┌─ INFORMATION PROVIDED

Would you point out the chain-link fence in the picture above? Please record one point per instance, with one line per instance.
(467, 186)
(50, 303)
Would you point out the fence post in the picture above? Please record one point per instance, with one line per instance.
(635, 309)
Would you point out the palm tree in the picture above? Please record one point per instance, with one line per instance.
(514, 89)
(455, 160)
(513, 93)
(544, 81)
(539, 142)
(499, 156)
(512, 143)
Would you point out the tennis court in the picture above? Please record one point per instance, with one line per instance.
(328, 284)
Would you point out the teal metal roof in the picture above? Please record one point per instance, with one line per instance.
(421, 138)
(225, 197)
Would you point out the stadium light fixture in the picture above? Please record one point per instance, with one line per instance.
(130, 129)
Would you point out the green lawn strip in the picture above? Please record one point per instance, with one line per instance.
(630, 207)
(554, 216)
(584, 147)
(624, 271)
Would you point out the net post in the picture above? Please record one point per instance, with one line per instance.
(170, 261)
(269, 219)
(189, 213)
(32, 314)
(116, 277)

└─

WORK REQUIRED: Copy out every line of the listing above, from the line containing "Would you point out the net" through the end of the listing, with both ends included.

PROBLEM SOLUTION:
Would you point out the net post in the picture above? Please record one point per instance, with one line per instance.
(170, 261)
(269, 219)
(189, 213)
(32, 314)
(116, 277)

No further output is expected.